Turn all of the data below into a JSON list of strings, one string for each line, skipping blank lines. Leave the pictures out.
>> BEGIN
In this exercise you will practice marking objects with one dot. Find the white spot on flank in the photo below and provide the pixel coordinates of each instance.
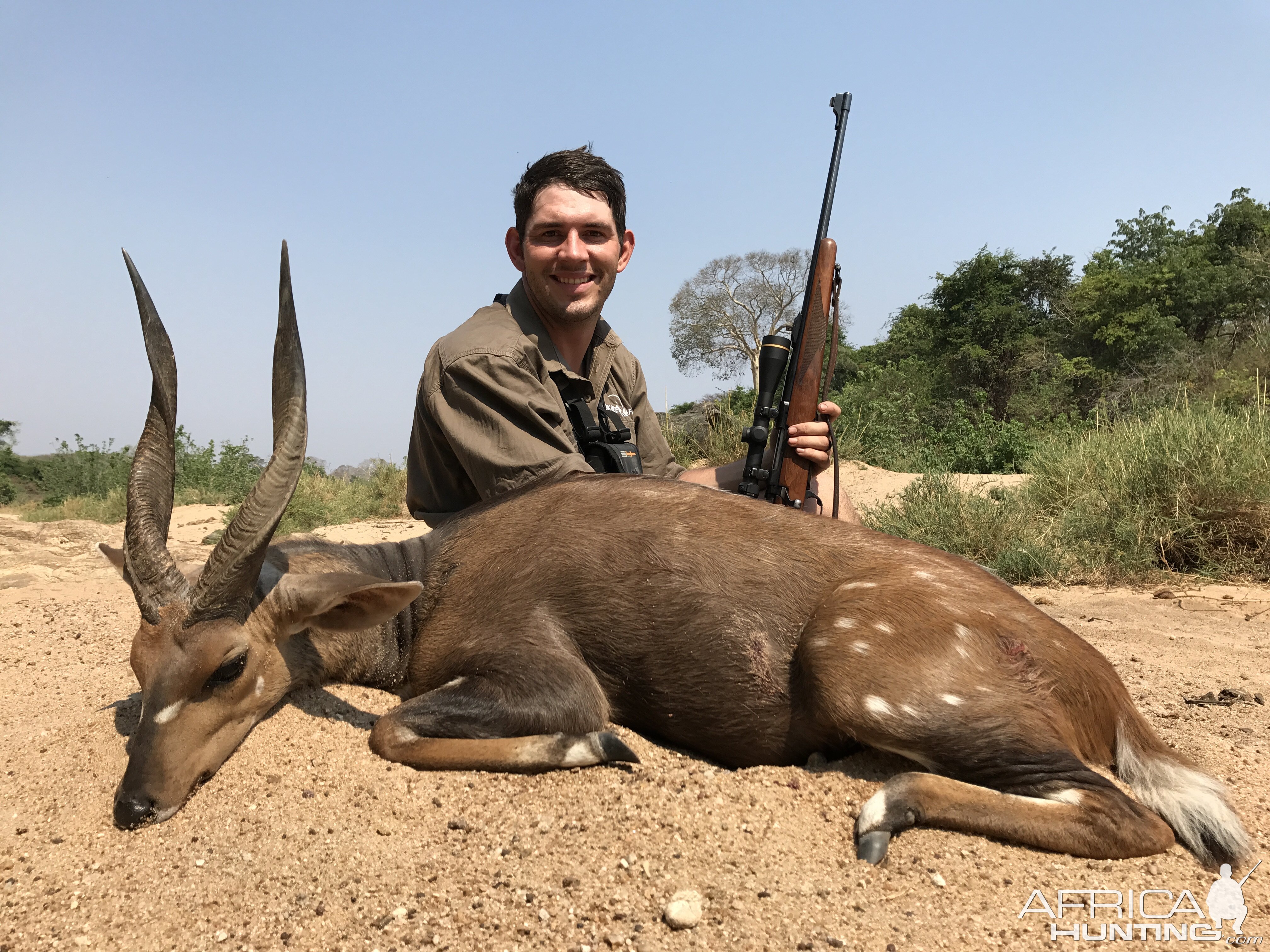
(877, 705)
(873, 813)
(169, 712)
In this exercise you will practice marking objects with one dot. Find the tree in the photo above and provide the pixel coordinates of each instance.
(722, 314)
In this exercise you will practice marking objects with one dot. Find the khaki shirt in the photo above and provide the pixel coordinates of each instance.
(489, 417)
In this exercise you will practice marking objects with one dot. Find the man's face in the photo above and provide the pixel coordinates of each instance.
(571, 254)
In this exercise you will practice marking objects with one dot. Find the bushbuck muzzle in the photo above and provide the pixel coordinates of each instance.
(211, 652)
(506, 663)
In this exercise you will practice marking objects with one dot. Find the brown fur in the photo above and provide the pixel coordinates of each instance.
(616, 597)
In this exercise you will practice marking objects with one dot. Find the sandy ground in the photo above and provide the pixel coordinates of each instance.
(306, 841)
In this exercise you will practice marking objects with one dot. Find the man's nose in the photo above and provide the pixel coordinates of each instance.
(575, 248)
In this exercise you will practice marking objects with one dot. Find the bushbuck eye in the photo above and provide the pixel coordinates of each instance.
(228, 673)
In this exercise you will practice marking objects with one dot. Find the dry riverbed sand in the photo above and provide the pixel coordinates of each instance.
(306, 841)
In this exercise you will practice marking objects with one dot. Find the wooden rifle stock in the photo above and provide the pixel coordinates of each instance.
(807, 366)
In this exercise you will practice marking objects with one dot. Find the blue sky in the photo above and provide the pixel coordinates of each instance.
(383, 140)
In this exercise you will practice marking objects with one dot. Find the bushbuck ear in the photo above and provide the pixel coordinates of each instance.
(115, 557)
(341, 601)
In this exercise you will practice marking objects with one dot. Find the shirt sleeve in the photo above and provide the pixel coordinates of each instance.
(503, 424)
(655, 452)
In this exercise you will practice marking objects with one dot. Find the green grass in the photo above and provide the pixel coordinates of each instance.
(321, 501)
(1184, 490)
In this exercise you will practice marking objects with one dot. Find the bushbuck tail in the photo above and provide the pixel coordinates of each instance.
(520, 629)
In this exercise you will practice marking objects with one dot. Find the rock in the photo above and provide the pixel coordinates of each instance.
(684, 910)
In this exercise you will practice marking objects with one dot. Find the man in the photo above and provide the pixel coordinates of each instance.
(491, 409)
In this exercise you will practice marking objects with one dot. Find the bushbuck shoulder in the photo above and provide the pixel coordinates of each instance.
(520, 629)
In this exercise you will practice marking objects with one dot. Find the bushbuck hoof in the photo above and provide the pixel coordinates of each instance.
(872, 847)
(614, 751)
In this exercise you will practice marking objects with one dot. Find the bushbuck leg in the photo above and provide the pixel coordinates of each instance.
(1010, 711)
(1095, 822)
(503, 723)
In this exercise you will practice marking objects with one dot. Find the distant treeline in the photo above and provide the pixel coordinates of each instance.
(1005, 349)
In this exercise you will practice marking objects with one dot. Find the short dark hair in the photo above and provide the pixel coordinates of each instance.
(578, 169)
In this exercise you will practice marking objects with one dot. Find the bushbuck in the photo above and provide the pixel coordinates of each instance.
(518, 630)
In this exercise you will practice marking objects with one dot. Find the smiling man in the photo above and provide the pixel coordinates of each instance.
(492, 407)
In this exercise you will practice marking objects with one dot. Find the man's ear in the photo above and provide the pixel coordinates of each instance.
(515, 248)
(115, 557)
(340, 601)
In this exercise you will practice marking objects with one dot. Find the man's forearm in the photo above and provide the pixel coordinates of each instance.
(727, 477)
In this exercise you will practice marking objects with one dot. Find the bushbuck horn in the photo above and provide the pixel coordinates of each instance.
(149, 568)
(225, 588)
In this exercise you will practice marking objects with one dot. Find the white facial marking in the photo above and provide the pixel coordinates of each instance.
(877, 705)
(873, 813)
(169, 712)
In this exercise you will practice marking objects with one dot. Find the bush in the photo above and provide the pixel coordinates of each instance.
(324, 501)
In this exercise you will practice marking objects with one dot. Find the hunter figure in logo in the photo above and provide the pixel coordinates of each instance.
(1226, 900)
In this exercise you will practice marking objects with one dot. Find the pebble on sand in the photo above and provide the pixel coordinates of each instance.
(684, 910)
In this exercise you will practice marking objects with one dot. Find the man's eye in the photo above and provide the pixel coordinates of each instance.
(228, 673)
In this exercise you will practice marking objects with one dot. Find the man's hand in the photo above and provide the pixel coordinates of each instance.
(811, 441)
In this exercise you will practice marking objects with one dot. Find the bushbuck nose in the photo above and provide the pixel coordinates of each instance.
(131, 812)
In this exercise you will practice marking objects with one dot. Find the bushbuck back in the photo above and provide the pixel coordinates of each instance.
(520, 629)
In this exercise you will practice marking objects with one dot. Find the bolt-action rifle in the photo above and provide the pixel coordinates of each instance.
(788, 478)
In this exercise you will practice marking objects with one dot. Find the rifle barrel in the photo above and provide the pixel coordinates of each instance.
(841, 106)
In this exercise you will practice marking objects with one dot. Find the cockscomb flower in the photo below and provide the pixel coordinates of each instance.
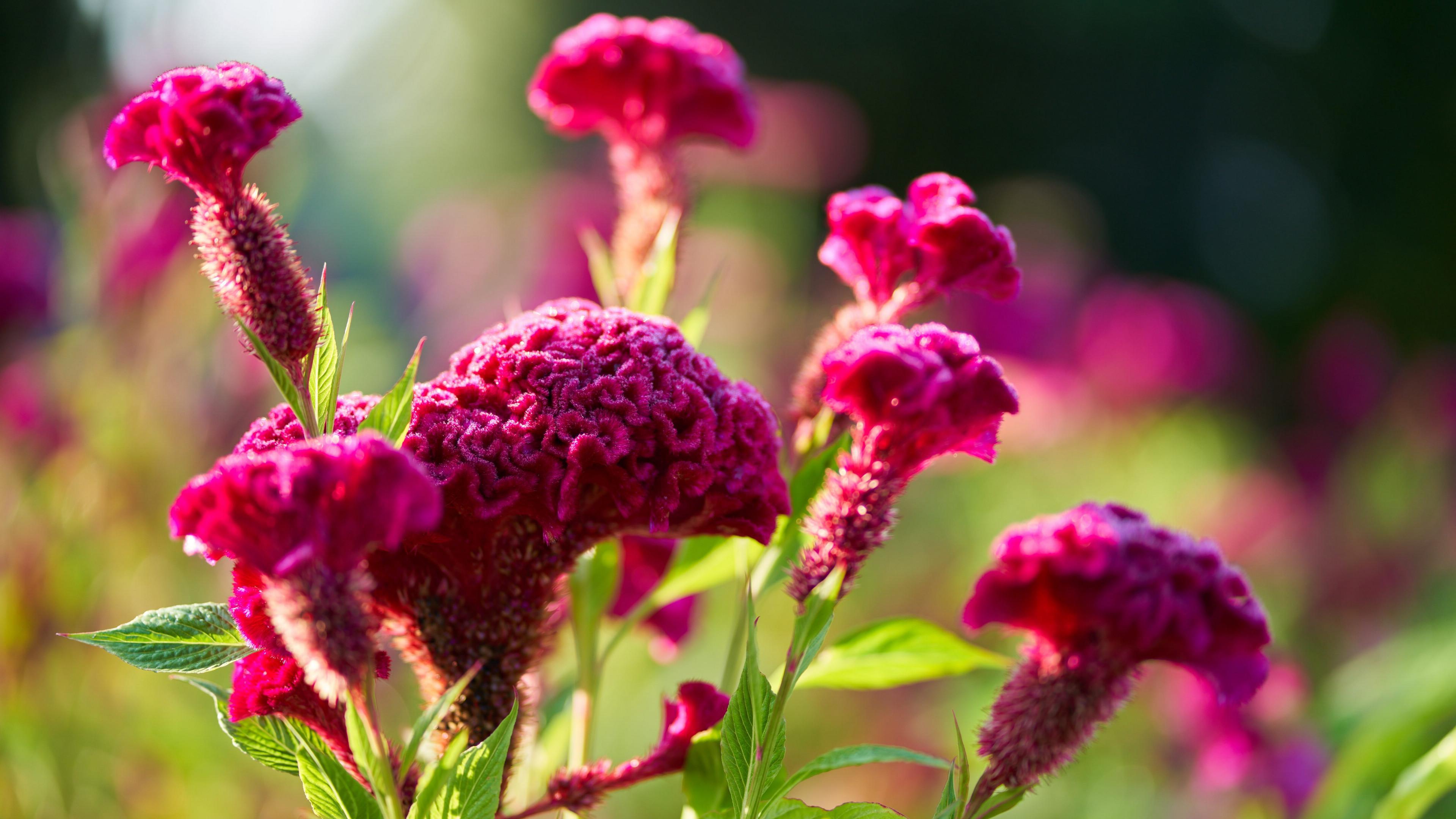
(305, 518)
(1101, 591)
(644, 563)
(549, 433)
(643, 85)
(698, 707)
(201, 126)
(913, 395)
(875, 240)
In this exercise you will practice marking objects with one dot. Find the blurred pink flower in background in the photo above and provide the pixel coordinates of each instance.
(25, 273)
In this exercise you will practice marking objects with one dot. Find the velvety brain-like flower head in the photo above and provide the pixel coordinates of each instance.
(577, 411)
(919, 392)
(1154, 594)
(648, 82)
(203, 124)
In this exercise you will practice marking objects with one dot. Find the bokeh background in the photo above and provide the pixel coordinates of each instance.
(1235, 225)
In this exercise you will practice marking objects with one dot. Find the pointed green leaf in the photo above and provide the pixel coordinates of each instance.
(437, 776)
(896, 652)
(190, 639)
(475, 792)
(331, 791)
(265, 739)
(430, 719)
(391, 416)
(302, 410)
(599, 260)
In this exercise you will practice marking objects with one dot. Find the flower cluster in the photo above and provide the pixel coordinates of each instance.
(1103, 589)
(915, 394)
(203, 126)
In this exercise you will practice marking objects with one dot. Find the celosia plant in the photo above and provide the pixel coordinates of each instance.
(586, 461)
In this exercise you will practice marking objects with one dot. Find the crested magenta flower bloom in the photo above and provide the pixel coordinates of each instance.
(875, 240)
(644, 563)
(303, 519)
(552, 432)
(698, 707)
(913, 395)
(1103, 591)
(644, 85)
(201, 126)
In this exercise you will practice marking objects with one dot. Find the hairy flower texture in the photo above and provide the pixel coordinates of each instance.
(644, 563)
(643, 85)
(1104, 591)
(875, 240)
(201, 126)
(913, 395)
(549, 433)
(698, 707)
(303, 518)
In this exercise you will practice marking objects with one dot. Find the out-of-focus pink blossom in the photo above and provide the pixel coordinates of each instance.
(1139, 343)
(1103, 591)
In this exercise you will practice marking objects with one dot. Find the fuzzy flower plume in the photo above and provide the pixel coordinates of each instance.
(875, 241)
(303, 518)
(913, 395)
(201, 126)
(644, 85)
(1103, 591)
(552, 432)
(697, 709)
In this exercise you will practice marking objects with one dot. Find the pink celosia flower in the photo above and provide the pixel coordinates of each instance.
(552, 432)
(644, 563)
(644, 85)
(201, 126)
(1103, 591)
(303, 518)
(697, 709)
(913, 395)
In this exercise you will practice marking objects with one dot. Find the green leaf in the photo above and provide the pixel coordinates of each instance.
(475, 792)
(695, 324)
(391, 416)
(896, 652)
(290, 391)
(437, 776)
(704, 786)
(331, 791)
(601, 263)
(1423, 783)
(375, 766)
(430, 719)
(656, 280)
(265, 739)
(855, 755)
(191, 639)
>> END
Response for this exercise.
[
  "In this exercise you will practice marking objects with one dot. Find the white spot on flank in the photo below and provide the pixel coordinates of each instance.",
  "(877, 705)",
  "(873, 813)",
  "(169, 712)",
  "In this exercise you will practice marking objects with one dot. Find the tree in the photo above and provide the pixel coordinates of each instance.",
  "(722, 314)",
  "In this exercise you will practice marking objects with one dot. Find the khaki shirt in the photo above and provide the pixel coordinates of each instance.",
  "(489, 417)",
  "In this exercise you will practice marking objects with one dot. Find the man's face in the photo above and provide the pixel coordinates of each instance.",
  "(571, 254)",
  "In this exercise you will practice marking objects with one dot. Find the bushbuck muzzle in the photo above and provide the pixel coordinates of each instance.",
  "(211, 652)",
  "(506, 663)",
  "In this exercise you will practice marking objects with one dot. Find the brown fur in the photo above and provide the pixel coordinates of each instance.",
  "(616, 597)",
  "In this exercise you will practice marking objects with one dot. Find the sandy ground in the photo above and provide the pixel coordinates of each instance.",
  "(306, 841)",
  "In this exercise you will practice marking objects with one dot. Find the man's nose in the photo above and provide the pixel coordinates of each instance.",
  "(575, 248)",
  "In this exercise you will practice marking objects with one dot. Find the bushbuck eye in the photo above and provide the pixel coordinates of each instance.",
  "(228, 673)",
  "In this exercise you will practice marking objects with one dot. Find the dry riverbed sand in the photo above and provide the pixel coordinates of each instance.",
  "(306, 841)",
  "In this exercise you will practice marking objects with one dot. Find the wooden rifle stock in the photo above and provide the pixel coordinates of each instance.",
  "(807, 366)",
  "In this exercise you will practice marking objects with one dot. Find the blue sky in the photo above and provide the pixel coordinates of each instance.",
  "(383, 140)",
  "In this exercise you will practice marking objects with one dot. Find the bushbuck ear in the photo above and provide the pixel coordinates of each instance.",
  "(115, 557)",
  "(341, 601)",
  "In this exercise you will practice marking objects with one dot. Find the shirt sleeve in the photo above and provide the pixel coordinates of each instance.",
  "(503, 424)",
  "(655, 452)",
  "In this exercise you will practice marking objects with one dot. Find the green grass in the photo above and provide the pixel coordinates of each instance.",
  "(321, 501)",
  "(1184, 490)",
  "In this exercise you will practice marking objects with one dot. Find the bushbuck tail in the photo above and provide the pixel coordinates of each instance.",
  "(520, 629)",
  "In this exercise you will practice marking objects with one dot. Find the rock in the photo above and provide the pixel coordinates of each instance.",
  "(684, 910)",
  "In this exercise you will practice marking objects with one dot. Find the man in the photo above and provide the pixel coordinates of each instance.",
  "(491, 409)",
  "In this exercise you will practice marking objects with one dot. Find the bushbuck shoulder in the photo above and provide the pixel coordinates of each instance.",
  "(520, 629)",
  "In this exercise you will practice marking objects with one dot. Find the bushbuck hoof in the photo above and provide the pixel coordinates of each instance.",
  "(872, 847)",
  "(614, 751)",
  "In this exercise you will practice marking objects with one dot. Find the bushbuck leg in the photo above and provide the pixel coordinates of each instance.",
  "(1010, 711)",
  "(1095, 822)",
  "(503, 723)",
  "In this exercise you will practice marking objects with one dot. Find the distant treeline in the photo above and provide the pixel coordinates of each instance.",
  "(1005, 349)",
  "In this exercise you will practice marking objects with one dot. Find the short dark hair in the photo above and provide the pixel coordinates of each instance.",
  "(578, 169)",
  "In this exercise you will practice marking objects with one dot. Find the bushbuck in the photo above and provide the pixel coordinates of each instance.",
  "(518, 630)",
  "In this exercise you will practice marking objects with one dot. Find the smiling man in the photo above and provide the pixel coordinates of each instance.",
  "(492, 407)",
  "In this exercise you will practice marking objects with one dot. Find the man's ear in the photo above and provide the pixel coordinates of each instance.",
  "(515, 248)",
  "(115, 557)",
  "(340, 601)",
  "In this exercise you will practice marking objects with one dot. Find the man's forearm in the photo above and provide the pixel coordinates of each instance.",
  "(727, 477)",
  "In this exercise you will practice marking objects with one dot. Find the bushbuck horn in the photo above and provide the pixel coordinates of each instance.",
  "(149, 568)",
  "(225, 588)",
  "In this exercise you will practice marking objects with one dot. Find the white facial marking in the photo above and provide the pixel coordinates of each instance.",
  "(877, 705)",
  "(873, 813)",
  "(169, 712)",
  "In this exercise you will practice marking objects with one dot. Find the bush in the photo above and provide the pixel coordinates of each instance.",
  "(324, 501)",
  "In this exercise you will practice marking objects with one dot. Find the hunter figure in logo in the photo above and provide the pixel coordinates of each instance.",
  "(1226, 900)",
  "In this exercise you will practice marking objects with one dot. Find the pebble on sand in the photo above and provide the pixel coordinates of each instance.",
  "(684, 910)",
  "In this exercise you will practice marking objects with one dot. Find the man's eye in the photo above and provide the pixel coordinates of each instance.",
  "(228, 673)",
  "In this exercise you will practice marking objects with one dot. Find the man's hand in the photo above and provide the pixel coordinates of each instance.",
  "(811, 441)",
  "In this exercise you will practice marking objects with one dot. Find the bushbuck nose in the photo above and provide the pixel coordinates of each instance.",
  "(131, 812)",
  "In this exercise you will practice marking objects with one dot. Find the bushbuck back in the photo above and provide the pixel coordinates of each instance.",
  "(520, 629)",
  "In this exercise you will practice marking objects with one dot. Find the bolt-action rifle in the photo above and provide the pixel coordinates of each instance.",
  "(788, 478)",
  "In this exercise you will practice marking objects with one dot. Find the rifle barrel in the photo above and provide the pixel coordinates of each instance.",
  "(841, 106)",
  "In this exercise you will practice marking objects with one dot. Find the cockscomb flower in the photo below and provide the pixel coordinates of each instance.",
  "(305, 518)",
  "(1101, 591)",
  "(644, 563)",
  "(549, 433)",
  "(643, 85)",
  "(698, 707)",
  "(201, 126)",
  "(913, 395)",
  "(875, 240)",
  "In this exercise you will practice marking objects with one dot. Find the blurred pink flower in background in the photo above and provide the pixel coordinates of each instance.",
  "(25, 273)",
  "In this exercise you will practice marking objects with one dot. Find the velvety brain-like flower head in the photo above and provide the pixel coordinates of each instance.",
  "(577, 411)",
  "(919, 392)",
  "(1154, 594)",
  "(648, 82)",
  "(203, 124)",
  "In this exercise you will practice marking objects with one dot. Find the bokeh background in the photo above and provide the pixel coordinates of each instance.",
  "(1235, 225)",
  "In this exercise you will practice marking objects with one dot. Find the pointed green leaf in the photo above and provide the pixel coordinates of each instance.",
  "(437, 776)",
  "(896, 652)",
  "(190, 639)",
  "(475, 792)",
  "(331, 791)",
  "(265, 739)",
  "(430, 719)",
  "(391, 416)",
  "(302, 410)",
  "(599, 260)",
  "In this exercise you will practice marking objects with one dot. Find the flower cluster in the photo above and provide the pixel coordinates of each instance.",
  "(1103, 589)",
  "(915, 394)",
  "(203, 126)",
  "In this exercise you will practice marking objects with one dot. Find the celosia plant in the photo above and provide the pixel coordinates of each instance.",
  "(586, 461)",
  "In this exercise you will practice marking objects with one dot. Find the crested magenta flower bloom in the photo above and provide the pixel coordinates of each instance.",
  "(875, 240)",
  "(644, 563)",
  "(303, 519)",
  "(552, 432)",
  "(698, 707)",
  "(913, 395)",
  "(1103, 591)",
  "(644, 85)",
  "(201, 126)",
  "In this exercise you will practice marking objects with one dot. Find the hairy flower texture in the photo above and provide the pixel coordinates of each instance.",
  "(644, 563)",
  "(643, 85)",
  "(1104, 591)",
  "(875, 240)",
  "(201, 126)",
  "(913, 395)",
  "(549, 433)",
  "(698, 707)",
  "(303, 518)",
  "In this exercise you will practice marking objects with one dot. Find the out-of-focus pink blossom in the photo above and provide the pixel coordinates of each instance.",
  "(1139, 343)",
  "(1103, 591)",
  "In this exercise you will practice marking objects with one dot. Find the fuzzy flower plume in the photo above and provide the pixel coordinates of each instance.",
  "(875, 241)",
  "(303, 518)",
  "(913, 395)",
  "(201, 126)",
  "(644, 85)",
  "(1103, 591)",
  "(552, 432)",
  "(697, 709)",
  "In this exercise you will practice marking objects with one dot. Find the pink celosia flower in the photo above and provide the pixel coordinates of each instance.",
  "(552, 432)",
  "(644, 563)",
  "(644, 85)",
  "(201, 126)",
  "(1103, 591)",
  "(303, 518)",
  "(697, 709)",
  "(913, 395)",
  "In this exercise you will practice marking objects with one dot. Find the green leaf in the photo above and provide the pixel coordinates of each instance.",
  "(475, 792)",
  "(695, 324)",
  "(391, 416)",
  "(896, 652)",
  "(290, 391)",
  "(437, 776)",
  "(704, 786)",
  "(331, 791)",
  "(601, 263)",
  "(1423, 783)",
  "(375, 766)",
  "(430, 719)",
  "(656, 280)",
  "(265, 739)",
  "(855, 755)",
  "(191, 639)"
]